» Stored items:
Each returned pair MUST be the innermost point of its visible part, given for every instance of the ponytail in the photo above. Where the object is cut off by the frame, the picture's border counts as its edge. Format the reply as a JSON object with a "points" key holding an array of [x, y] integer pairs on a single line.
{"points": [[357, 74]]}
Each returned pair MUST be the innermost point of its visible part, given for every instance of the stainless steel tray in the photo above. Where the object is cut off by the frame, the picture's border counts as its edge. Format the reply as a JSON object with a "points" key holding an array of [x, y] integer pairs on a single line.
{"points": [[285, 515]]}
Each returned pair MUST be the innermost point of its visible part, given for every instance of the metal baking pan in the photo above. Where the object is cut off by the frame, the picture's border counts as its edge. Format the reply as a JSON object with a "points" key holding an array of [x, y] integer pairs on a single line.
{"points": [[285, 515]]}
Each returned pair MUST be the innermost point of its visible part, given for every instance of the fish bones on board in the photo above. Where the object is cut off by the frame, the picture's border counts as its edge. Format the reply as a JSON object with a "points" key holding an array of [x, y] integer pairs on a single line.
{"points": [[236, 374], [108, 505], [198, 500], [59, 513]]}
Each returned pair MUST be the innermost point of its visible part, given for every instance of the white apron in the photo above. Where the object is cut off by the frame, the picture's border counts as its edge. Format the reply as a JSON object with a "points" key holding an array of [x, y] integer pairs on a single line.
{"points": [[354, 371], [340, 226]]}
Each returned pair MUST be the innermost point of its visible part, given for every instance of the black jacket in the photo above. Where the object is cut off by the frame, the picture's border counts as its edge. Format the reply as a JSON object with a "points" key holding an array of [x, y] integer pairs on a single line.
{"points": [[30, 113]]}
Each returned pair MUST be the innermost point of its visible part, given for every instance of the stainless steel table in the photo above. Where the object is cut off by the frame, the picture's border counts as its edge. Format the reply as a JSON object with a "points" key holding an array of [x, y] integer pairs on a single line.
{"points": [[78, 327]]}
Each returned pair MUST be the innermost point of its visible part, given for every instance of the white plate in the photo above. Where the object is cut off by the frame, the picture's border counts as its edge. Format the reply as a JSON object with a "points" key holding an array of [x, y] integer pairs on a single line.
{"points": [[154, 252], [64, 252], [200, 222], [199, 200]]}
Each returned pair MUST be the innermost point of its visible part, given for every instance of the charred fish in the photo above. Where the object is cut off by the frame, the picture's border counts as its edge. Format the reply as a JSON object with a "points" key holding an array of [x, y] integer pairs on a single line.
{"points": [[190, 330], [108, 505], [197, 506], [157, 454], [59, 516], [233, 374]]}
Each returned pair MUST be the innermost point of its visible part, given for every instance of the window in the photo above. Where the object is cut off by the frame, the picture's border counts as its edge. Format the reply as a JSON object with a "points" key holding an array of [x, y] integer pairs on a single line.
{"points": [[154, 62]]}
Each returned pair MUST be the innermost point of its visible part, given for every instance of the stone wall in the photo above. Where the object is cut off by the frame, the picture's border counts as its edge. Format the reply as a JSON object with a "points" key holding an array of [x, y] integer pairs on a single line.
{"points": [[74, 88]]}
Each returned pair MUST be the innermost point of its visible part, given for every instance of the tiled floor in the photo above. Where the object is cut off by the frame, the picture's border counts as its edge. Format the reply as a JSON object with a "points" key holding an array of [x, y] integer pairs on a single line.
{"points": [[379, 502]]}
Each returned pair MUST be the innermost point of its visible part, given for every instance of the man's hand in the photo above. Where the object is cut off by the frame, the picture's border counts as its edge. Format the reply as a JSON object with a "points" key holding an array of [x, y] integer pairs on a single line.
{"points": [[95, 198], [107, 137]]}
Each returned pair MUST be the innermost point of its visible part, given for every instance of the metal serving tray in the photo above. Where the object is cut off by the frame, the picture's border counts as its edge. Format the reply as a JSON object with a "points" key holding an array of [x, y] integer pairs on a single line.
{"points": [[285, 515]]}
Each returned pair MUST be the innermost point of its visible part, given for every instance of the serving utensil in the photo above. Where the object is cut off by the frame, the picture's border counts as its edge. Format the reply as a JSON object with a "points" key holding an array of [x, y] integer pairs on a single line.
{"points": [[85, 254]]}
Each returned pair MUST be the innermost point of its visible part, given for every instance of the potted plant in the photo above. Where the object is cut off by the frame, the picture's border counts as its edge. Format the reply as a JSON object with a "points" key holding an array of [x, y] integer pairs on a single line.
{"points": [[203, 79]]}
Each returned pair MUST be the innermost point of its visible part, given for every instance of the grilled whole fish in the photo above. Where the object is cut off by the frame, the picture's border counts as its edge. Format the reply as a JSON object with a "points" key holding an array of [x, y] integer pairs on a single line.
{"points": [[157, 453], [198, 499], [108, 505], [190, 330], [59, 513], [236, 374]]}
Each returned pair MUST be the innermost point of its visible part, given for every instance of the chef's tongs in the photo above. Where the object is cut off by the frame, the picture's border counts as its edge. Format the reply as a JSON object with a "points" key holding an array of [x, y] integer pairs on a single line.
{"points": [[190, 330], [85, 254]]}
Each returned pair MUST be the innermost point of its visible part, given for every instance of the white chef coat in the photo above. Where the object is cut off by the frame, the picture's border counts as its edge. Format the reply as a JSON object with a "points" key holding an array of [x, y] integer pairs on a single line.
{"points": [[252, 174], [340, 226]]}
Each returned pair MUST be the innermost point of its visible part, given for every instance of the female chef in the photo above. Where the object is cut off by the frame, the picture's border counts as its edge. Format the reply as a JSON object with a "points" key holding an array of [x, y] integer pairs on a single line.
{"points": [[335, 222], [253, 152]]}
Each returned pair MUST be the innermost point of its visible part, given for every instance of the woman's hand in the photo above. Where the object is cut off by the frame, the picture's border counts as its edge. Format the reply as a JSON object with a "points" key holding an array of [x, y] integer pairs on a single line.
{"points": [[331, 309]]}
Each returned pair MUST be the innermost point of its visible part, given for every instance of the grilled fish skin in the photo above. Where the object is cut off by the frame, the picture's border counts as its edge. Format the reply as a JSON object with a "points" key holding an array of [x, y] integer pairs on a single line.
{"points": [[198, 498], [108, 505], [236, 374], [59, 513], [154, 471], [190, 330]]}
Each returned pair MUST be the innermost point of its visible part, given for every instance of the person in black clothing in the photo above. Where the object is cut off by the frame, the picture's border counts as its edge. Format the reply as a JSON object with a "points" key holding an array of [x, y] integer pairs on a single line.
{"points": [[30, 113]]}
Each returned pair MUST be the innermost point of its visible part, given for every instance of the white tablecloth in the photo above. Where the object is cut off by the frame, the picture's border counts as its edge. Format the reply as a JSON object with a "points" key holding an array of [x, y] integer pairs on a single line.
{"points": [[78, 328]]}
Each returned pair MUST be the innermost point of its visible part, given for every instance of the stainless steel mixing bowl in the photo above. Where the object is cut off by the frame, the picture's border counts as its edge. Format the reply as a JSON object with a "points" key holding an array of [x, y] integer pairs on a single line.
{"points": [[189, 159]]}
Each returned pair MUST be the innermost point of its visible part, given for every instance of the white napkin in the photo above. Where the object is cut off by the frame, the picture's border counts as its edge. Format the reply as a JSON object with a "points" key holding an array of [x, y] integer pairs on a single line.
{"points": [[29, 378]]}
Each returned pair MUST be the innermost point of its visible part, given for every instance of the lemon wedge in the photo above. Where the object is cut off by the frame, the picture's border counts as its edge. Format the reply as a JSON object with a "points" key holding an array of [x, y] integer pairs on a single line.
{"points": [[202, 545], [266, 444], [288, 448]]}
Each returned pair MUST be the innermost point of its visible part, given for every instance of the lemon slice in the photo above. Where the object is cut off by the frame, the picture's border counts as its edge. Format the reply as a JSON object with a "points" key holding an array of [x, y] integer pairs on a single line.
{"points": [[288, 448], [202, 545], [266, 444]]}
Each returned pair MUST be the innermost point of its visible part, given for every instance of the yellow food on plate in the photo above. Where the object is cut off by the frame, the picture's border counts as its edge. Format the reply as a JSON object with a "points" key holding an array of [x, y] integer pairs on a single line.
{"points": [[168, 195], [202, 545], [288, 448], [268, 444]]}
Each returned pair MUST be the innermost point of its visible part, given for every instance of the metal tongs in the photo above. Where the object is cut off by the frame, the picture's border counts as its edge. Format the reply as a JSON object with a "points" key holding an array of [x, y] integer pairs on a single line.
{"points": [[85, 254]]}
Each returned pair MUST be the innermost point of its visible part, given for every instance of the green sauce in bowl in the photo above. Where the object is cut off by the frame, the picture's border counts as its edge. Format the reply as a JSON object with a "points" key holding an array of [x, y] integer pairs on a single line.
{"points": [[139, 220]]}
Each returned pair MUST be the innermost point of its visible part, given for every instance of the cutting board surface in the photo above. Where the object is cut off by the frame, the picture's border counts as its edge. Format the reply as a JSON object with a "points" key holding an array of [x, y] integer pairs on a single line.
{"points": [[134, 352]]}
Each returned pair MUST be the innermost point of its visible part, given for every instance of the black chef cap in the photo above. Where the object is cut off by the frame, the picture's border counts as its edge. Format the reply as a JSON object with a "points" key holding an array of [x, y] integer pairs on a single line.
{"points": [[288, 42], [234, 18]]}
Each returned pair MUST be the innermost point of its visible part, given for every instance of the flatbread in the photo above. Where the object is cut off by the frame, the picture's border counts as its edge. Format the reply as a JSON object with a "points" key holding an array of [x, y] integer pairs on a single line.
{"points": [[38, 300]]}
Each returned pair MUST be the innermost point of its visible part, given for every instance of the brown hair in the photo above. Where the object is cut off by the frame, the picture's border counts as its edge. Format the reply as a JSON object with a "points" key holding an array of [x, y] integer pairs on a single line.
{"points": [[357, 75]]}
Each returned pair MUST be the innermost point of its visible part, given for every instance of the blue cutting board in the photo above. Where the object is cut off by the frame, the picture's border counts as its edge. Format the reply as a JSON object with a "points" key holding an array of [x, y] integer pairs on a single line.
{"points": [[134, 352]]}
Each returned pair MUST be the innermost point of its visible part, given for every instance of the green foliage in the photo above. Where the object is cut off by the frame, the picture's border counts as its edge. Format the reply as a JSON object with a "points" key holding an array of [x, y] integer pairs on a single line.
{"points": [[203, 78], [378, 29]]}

» WHAT THE EXERCISE ASKS:
Repeat, without change, each line of the data above from the one that contains "the black chef" through the final line, counting both.

» SOLUTION:
Each returned pair MUST be the innermost point of its visible part, given for every instance of the black chef cap in the photo above. Where the object is cut off by the frame, the picture's border counts as its edge. Format the reply as a JSON object with a "points" key holding an array of [x, y] integer pairs on a single line.
{"points": [[288, 42], [234, 18]]}
Each returned pair MUST be the innermost point of its visible part, given for every instance of the flatbread in the photo above. Where the object is cut off by the frame, the picture's border counts as its edge. Format the reply as a JSON object with a "points" key holding an array of [x, y] integer pairs on a single line.
{"points": [[38, 300]]}
Each returned pair MUST be the innermost point of its visible part, given for every instance of the brown hair in the photo above. Where the object is cut off by the frame, the picture's border counts as its edge. Format the reply as a JSON object with a "points" key holding an array of [x, y] integer pairs on a single line.
{"points": [[357, 75]]}
Each returned pair MUST be the innermost point of its visible part, given for every instance of the blue cutting board in the photo above. Where the object is cut off by the frame, the picture's border counts as its edge. Format the reply as a JSON object with a "points" key holding an array of [x, y] integer pairs on a single line.
{"points": [[134, 352]]}
Each returned pair MUST be the innermost point of its visible part, given for every instance of the green foliage in the photo above. Where the object is cut off by the frame, the picture's border counts as its edge. Format the reply as a JSON object with a "points" key holding an array of [x, y] integer pairs on a single line.
{"points": [[203, 78], [378, 29]]}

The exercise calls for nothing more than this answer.